→ Problem to solve
Repeat the entries exactly, and do not carry the pictures over.

(Saved data entries)
————
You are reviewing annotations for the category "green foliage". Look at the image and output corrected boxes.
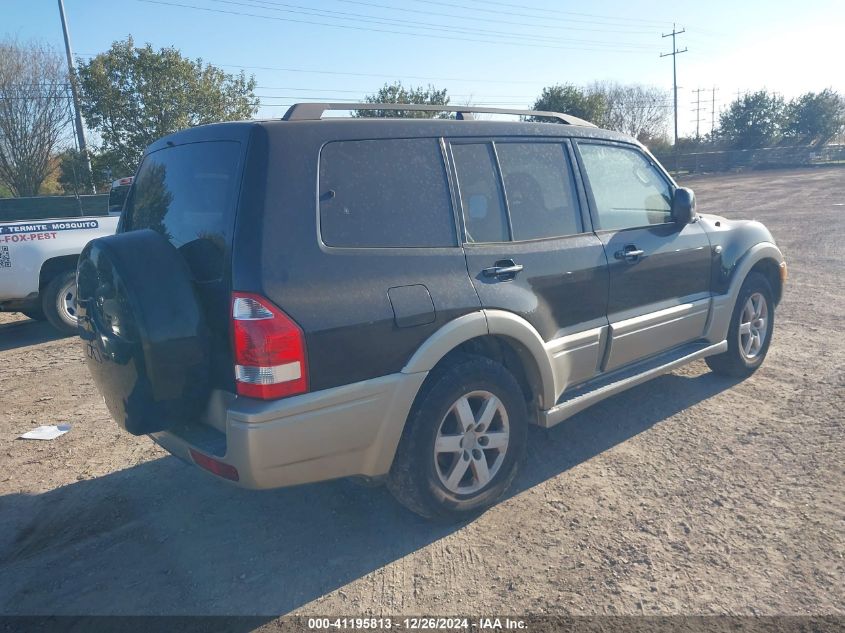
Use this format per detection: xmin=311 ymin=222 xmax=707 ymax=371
xmin=355 ymin=82 xmax=450 ymax=118
xmin=785 ymin=89 xmax=845 ymax=146
xmin=57 ymin=149 xmax=116 ymax=193
xmin=718 ymin=91 xmax=787 ymax=149
xmin=642 ymin=135 xmax=673 ymax=156
xmin=76 ymin=37 xmax=258 ymax=175
xmin=531 ymin=83 xmax=669 ymax=141
xmin=0 ymin=183 xmax=11 ymax=198
xmin=531 ymin=84 xmax=606 ymax=124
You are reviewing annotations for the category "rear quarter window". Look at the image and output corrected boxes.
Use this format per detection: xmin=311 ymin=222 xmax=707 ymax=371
xmin=123 ymin=140 xmax=242 ymax=281
xmin=319 ymin=138 xmax=456 ymax=248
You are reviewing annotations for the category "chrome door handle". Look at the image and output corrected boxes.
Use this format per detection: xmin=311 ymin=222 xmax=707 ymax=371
xmin=482 ymin=262 xmax=524 ymax=279
xmin=616 ymin=245 xmax=645 ymax=262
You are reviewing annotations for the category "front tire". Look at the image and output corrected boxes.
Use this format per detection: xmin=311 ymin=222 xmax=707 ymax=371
xmin=706 ymin=272 xmax=774 ymax=378
xmin=387 ymin=356 xmax=528 ymax=521
xmin=42 ymin=270 xmax=79 ymax=335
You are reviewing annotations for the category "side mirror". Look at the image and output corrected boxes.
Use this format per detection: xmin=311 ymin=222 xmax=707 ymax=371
xmin=672 ymin=187 xmax=696 ymax=225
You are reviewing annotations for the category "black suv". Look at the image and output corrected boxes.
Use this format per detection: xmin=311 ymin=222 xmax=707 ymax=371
xmin=77 ymin=103 xmax=786 ymax=520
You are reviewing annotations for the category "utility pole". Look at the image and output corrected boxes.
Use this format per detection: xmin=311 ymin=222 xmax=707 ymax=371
xmin=661 ymin=23 xmax=687 ymax=147
xmin=710 ymin=86 xmax=719 ymax=136
xmin=692 ymin=87 xmax=706 ymax=140
xmin=58 ymin=0 xmax=94 ymax=193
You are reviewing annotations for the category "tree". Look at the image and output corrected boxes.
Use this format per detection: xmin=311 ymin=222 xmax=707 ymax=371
————
→ Result
You are reviewing annotations for the category "green foliage". Look at the image and output corrected boxes.
Use this format per detection: xmin=311 ymin=222 xmax=707 ymax=371
xmin=355 ymin=82 xmax=450 ymax=118
xmin=785 ymin=89 xmax=845 ymax=146
xmin=57 ymin=149 xmax=116 ymax=193
xmin=718 ymin=91 xmax=787 ymax=149
xmin=642 ymin=135 xmax=673 ymax=156
xmin=76 ymin=37 xmax=258 ymax=175
xmin=531 ymin=83 xmax=669 ymax=141
xmin=0 ymin=183 xmax=11 ymax=198
xmin=531 ymin=84 xmax=606 ymax=124
You are reviewing annotations for the category "rear quarter window". Look at the image and output corrected boxes.
Use this format per detection: xmin=311 ymin=222 xmax=707 ymax=371
xmin=123 ymin=140 xmax=242 ymax=281
xmin=319 ymin=138 xmax=456 ymax=248
You are reviewing annotations for the category "chrome door handle". Look at the image and output corrected boxes.
Use this format per detection: xmin=311 ymin=222 xmax=707 ymax=371
xmin=482 ymin=262 xmax=524 ymax=279
xmin=616 ymin=245 xmax=645 ymax=262
You are reviewing annotations for the category "front tire". Look at the image and output corrected boxes.
Use this format per detection: xmin=311 ymin=222 xmax=707 ymax=371
xmin=706 ymin=272 xmax=774 ymax=378
xmin=387 ymin=356 xmax=528 ymax=521
xmin=42 ymin=270 xmax=79 ymax=335
You are reviewing annotations for the category "side mirror". Look at the image and output corrected boxes.
Use this format per detection: xmin=311 ymin=222 xmax=707 ymax=371
xmin=672 ymin=187 xmax=696 ymax=225
You are reviewing annotations for the category "black suv". Look at the image and output corrected boxes.
Use this format per detection: xmin=311 ymin=222 xmax=707 ymax=371
xmin=77 ymin=103 xmax=786 ymax=520
You are reviewing annotations for the category "utility pole". Look at the image and output corrected boxes.
Use this format per detection: xmin=311 ymin=222 xmax=707 ymax=371
xmin=661 ymin=23 xmax=687 ymax=147
xmin=710 ymin=86 xmax=719 ymax=136
xmin=692 ymin=87 xmax=706 ymax=140
xmin=58 ymin=0 xmax=94 ymax=193
You are reviewing annotations for the category "tree". Look at the image and output corrected boxes.
Use this format per detection: xmin=311 ymin=222 xmax=707 ymax=371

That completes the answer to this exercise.